> _DOCUMENT SEGMENT_:

+ + + + + + +

By way of demonstrating relevant corporate culture, I showed him Vimeo’s Harvey Danger lip-synch. A great video rife with the culture of the office it stems from, they apparently started receiving CV’s from people saying “I don’t know what you do but I’d like a job”. To inspire people in that fashion, to get them excited about what your company stands for can drought-proof you against times when your offering falls flat. Your products might not always meet the needs (or even wants) or the market, but if your core culture remains appealing to your audience, it means you’ll get another shot with the next thing you do – provided you’re still in business of course.

I had breakfast with a great, great man this morning who works for another company we kinda compete with (I say kinda because it’s not black and white but I don’t want to get into semantics right now). He was talking about how his company has spent quite a bit of time trying to position themselves in a certain way, but at the end of the day they are perceived how they are perceived and they’re not convinced they can change that in a dramatic fashion without alienating their core users. Fortunately for them, they’re the market leader by a long way, so it doesn’t really matter; an entirely different position to being a start-up.

Getting back to the Vimeo clip though, I imagine that would intimidate as many people as it turned on. But with the nature of even the most staid professions changing (I call several accountants “friend” who are not remotely stereotypical), I’m excited by a time in the not too distant future where big corporations find a way to redefine the way they do business while still delivering on their core offerings. Could Ernst & Young get away with injecting the life that exists inside the four walls into their external communications and retain its market position? I don’t know, but it would be exciting to find out.

+ + + + + + +

> _RAW DATA_:
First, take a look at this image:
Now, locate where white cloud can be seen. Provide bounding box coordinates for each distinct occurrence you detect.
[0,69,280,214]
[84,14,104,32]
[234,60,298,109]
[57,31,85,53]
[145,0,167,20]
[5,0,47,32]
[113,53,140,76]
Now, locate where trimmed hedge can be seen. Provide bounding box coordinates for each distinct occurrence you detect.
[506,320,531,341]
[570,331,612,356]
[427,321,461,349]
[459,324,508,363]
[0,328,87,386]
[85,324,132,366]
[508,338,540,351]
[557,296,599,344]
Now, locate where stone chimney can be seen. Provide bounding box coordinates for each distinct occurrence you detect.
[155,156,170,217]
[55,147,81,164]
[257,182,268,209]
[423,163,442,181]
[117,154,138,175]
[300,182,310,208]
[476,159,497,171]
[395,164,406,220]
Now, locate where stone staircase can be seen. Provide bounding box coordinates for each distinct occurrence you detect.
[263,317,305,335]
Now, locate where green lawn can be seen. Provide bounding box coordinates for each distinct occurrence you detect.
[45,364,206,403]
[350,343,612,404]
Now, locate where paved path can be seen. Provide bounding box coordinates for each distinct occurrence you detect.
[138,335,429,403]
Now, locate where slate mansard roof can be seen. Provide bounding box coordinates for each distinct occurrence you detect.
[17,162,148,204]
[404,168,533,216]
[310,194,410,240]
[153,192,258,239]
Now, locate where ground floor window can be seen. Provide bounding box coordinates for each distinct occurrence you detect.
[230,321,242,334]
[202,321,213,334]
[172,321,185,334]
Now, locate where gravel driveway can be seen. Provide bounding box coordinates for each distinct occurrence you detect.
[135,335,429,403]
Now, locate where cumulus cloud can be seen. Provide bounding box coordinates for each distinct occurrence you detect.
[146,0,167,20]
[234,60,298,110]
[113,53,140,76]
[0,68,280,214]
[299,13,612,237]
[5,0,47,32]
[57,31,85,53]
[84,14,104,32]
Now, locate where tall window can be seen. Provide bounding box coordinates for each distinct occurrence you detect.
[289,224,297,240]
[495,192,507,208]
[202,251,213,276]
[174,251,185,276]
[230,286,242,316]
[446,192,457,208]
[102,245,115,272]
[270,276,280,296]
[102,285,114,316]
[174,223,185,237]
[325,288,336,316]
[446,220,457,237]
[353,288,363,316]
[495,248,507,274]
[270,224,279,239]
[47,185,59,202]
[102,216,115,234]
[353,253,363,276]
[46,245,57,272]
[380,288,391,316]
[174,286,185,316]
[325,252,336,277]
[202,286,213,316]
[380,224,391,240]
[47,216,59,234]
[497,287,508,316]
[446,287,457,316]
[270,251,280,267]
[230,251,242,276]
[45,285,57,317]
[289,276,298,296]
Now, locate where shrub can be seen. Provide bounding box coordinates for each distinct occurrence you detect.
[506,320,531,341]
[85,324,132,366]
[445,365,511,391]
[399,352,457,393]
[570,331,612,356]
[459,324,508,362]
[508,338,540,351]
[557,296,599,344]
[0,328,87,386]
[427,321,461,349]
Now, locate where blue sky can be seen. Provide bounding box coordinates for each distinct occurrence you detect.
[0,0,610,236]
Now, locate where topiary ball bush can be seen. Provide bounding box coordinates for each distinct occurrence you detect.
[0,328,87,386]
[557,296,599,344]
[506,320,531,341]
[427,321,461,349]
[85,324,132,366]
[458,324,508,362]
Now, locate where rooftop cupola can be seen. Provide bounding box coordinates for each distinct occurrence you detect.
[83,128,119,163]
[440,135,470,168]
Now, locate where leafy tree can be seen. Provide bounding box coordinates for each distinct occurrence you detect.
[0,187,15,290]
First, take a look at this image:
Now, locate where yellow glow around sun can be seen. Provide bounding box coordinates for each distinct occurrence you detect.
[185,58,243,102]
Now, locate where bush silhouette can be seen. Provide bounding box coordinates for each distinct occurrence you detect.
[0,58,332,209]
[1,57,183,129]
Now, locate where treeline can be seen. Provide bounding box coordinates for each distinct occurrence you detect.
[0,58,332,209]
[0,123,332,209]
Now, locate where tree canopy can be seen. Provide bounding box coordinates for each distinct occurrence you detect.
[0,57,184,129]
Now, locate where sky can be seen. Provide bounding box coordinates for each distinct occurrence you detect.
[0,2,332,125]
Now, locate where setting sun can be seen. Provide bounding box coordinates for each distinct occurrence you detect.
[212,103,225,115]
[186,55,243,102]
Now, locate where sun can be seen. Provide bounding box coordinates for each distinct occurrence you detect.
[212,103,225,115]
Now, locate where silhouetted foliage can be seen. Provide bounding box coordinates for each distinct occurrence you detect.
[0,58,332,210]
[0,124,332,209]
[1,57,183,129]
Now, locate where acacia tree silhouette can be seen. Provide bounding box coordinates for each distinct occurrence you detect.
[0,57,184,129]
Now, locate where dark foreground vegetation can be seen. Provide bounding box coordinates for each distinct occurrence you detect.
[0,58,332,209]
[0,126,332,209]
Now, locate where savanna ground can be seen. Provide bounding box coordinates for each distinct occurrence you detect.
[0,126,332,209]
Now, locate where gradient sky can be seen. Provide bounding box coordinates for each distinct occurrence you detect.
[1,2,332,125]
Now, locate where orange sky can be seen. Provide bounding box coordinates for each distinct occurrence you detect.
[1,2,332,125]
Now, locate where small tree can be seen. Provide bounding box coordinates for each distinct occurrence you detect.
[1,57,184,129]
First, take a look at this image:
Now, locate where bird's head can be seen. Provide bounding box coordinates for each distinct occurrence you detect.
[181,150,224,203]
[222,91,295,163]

+ + + + + + +

> _YOUR OBJECTIVE_: In the post on corporate culture, shorten the paragraph beginning "I had breakfast with" to no more than three sentences, keeping its main facts.

> _FULL ANSWER_: At breakfast, the writer met a man from a company that is a partial competitor. He said his company had spent a lot of time trying to position itself a certain way, but it is still perceived as it always was and doubts it can change that dramatically without alienating its core users. Because it is the market leader by a long way, this hardly matters, a very different position from that of a start-up.